» Document excerpt
• • • •

The legal sector, once feared to be disrupted drastically by AI, is now embracing large language model (LLM) technology through strategic collaborations between law firms and AI developers. Freshfields and Anthropic have launched a co-innovation program to build and deploy agentic AI workflows that enhance legal service delivery across global offices.

  • Freshfields and Anthropic co-develop AI workflows to enhance legal services
  • Focus on building agentic AI to handle complex, multi-step legal tasks
  • Thomson Reuters targets ‘fiduciary-grade AI’ for regulated legal and financial work

What happened

Freshfields, an international law firm, has partnered with Anthropic to integrate and co-develop large language model (LLM) based workflows tailored for legal practice. Their joint initiative focuses on creating AI-native legal services by embedding Anthropic’s Claude LLM technology into Freshfields’ proprietary AI platforms, currently serving thousands of users globally.

This collaboration is not just about tool adoption but involves co-innovation, where in-house legal and AI teams work closely to design agentic workflows capable of managing end-to-end, multi-step legal tasks. The initiative aims to provide lawyers with secure, efficient AI-powered processes that leverage institutional knowledge to support client work across all Freshfields offices.

• • • •

» To do
Summarize the passage on Freshfields and Anthropic in two sentences. The data that follows has no connection to the passage on Freshfields and Anthropic.

» Material provided
• • • •

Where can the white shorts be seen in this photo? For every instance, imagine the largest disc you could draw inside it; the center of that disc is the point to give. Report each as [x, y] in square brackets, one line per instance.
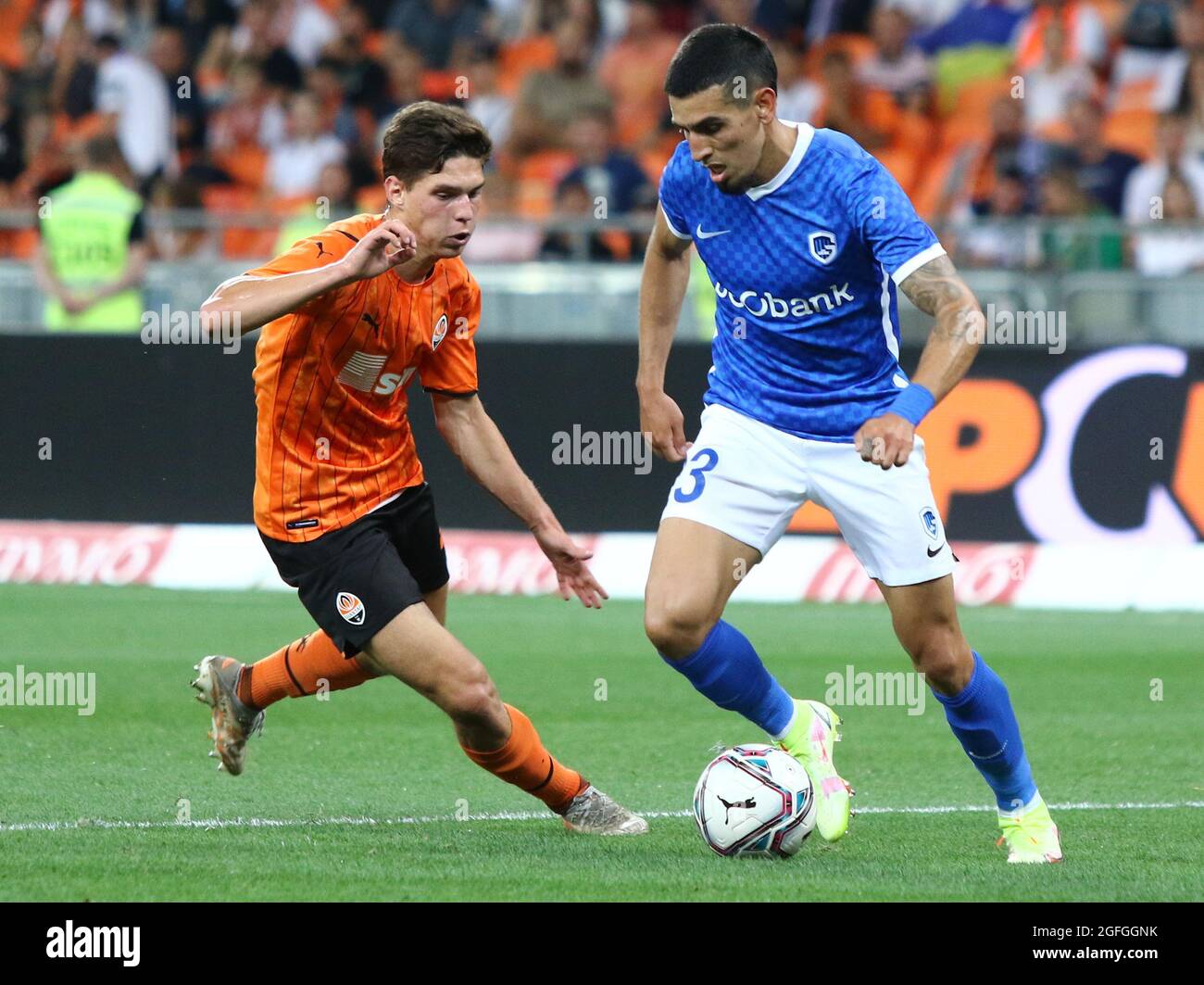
[747, 479]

• • • •

» Problem solution
Freshfields, an international law firm, has partnered with Anthropic to co-develop LLM-based workflows for legal practice by embedding Anthropic's Claude technology into the firm's proprietary AI platforms, which serve thousands of users globally. The collaboration goes beyond tool adoption: in-house legal and AI teams are designing agentic workflows that manage end-to-end, multi-step legal tasks and support client work across all Freshfields offices.